:: Goal ::
Copy the data from the line that contains "golden grass refers to." through the last line, both included and requests kept. Multiply every bounding-box coordinate in the answers by 2 and round to whole numbers, halves up, leaving the pictures out.

:: Extracted records ::
__________________________________________________

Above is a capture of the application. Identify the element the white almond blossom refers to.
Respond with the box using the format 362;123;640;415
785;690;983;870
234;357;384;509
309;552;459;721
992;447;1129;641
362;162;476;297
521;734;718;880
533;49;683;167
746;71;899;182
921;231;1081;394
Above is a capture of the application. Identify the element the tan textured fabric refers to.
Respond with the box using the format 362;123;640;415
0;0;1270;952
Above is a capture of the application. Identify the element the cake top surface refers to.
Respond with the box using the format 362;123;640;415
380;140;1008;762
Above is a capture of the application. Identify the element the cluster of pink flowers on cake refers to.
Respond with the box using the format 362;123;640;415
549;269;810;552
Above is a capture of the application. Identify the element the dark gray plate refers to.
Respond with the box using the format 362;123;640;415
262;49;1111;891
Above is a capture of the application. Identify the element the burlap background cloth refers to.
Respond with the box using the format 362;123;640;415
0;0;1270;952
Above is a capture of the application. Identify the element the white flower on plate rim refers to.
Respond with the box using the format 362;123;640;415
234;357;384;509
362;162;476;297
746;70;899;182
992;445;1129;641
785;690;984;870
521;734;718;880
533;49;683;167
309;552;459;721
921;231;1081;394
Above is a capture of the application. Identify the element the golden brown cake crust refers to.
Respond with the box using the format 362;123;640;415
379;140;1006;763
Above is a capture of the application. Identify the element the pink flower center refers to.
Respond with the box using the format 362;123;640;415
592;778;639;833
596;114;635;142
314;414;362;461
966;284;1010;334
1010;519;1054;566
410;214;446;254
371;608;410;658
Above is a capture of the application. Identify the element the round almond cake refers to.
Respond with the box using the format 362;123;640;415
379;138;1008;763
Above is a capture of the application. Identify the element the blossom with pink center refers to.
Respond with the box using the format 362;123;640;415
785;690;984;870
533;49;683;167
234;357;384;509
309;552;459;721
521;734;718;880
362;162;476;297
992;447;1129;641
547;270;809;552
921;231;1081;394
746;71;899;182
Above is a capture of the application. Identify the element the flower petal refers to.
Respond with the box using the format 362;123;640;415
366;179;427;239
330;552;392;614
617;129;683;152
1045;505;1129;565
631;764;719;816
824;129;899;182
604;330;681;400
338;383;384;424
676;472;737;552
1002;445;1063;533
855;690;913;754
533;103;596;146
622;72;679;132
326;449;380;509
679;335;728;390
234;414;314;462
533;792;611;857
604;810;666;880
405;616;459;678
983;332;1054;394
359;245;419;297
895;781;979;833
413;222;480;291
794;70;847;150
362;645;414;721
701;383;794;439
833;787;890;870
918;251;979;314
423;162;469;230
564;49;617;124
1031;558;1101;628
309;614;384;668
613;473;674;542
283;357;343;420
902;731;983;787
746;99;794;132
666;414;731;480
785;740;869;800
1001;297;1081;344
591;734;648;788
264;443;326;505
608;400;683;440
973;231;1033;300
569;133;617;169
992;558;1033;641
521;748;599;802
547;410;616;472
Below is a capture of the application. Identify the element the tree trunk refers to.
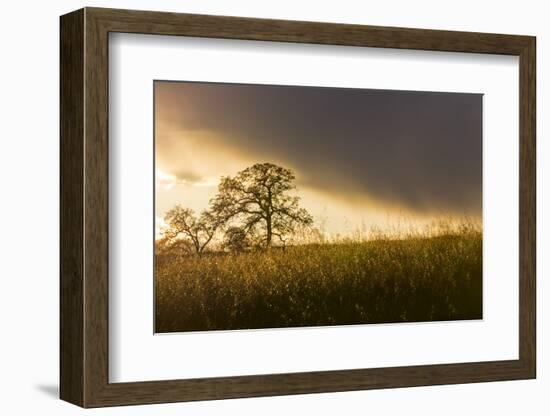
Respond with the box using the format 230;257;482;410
265;216;273;248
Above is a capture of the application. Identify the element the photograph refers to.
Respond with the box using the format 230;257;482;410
152;80;483;333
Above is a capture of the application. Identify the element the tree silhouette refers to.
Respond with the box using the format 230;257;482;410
210;163;313;248
164;205;220;254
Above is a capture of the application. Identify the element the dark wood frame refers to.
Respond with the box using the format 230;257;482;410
60;8;536;407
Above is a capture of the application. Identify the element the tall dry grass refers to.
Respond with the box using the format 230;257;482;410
155;222;482;332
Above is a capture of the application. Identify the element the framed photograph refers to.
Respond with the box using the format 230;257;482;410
60;8;536;407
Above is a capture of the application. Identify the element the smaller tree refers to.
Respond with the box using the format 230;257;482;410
163;205;219;254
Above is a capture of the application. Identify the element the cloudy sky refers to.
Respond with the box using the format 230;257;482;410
155;81;482;234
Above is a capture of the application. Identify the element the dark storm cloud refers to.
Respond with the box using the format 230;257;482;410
156;82;482;215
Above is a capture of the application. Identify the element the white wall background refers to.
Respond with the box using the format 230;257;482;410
0;0;550;416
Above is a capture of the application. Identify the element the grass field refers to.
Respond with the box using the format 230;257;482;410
155;228;482;332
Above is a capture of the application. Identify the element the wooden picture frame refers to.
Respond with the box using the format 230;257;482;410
60;8;536;407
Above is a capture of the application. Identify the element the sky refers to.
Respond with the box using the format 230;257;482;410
154;81;483;235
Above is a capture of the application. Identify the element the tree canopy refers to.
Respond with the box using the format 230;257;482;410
165;163;313;254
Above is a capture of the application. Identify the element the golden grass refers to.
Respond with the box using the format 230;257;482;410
155;224;482;332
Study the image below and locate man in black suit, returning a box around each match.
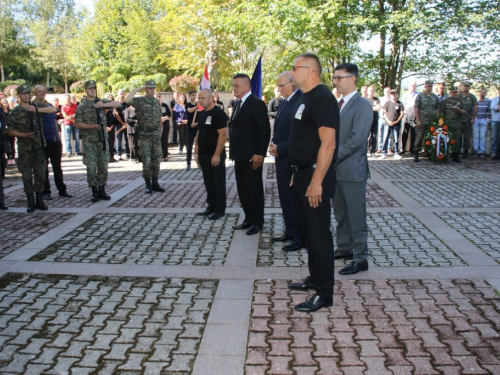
[269,72,302,251]
[229,73,271,235]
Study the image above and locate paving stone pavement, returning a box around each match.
[0,149,500,375]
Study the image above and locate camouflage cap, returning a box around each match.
[16,84,31,95]
[85,79,97,89]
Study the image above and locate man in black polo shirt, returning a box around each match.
[194,89,227,220]
[288,53,339,312]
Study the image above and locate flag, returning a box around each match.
[250,55,262,99]
[198,65,210,111]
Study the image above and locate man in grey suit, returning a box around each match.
[333,63,373,275]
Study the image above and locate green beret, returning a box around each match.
[16,84,31,95]
[85,79,97,89]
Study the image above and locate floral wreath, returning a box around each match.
[424,117,455,161]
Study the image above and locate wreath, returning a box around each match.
[424,117,455,161]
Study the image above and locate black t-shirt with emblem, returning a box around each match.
[288,85,340,166]
[198,106,227,157]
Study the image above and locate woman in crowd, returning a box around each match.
[174,94,187,153]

__________________________________________________

:: Task result ::
Above is a capture of the application. Identify the element the golden grass refers to.
Respond with the box using the format 230;257;482;410
310;448;964;664
Study the image below and locate man in black suit, returning a box around each match.
[538,144,604,502]
[458,146,542,470]
Study the image above and locate paving stone pavement, returning a box around each match.
[0,298,1000,750]
Study the image above and locate camouflage cap, returning a box around each match.
[32,168,62,190]
[170,158,194,178]
Study the image above and locate man in black polo shirt, returning a box around each match.
[388,178,454,440]
[576,106,678,624]
Study the image above and locate flag, returning a box around each match.
[500,110,524,198]
[396,130,420,222]
Study the image above and locate man in grey suit, returning a box around each match.
[666,126,746,550]
Study the image above and locate green beret, returning a box around each match.
[32,168,62,190]
[170,158,194,178]
Study the image above and locate floral wreath, returning a box around each match.
[848,234,910,322]
Study the image above and locate wreath, returning a box around each match.
[848,234,910,322]
Study the image above and locate black t-shirt with emblem, returning a box around each match.
[576,170,680,332]
[396,212,454,314]
Study the image above and locate woman in crowd, returning a box around each match.
[348,188,374,306]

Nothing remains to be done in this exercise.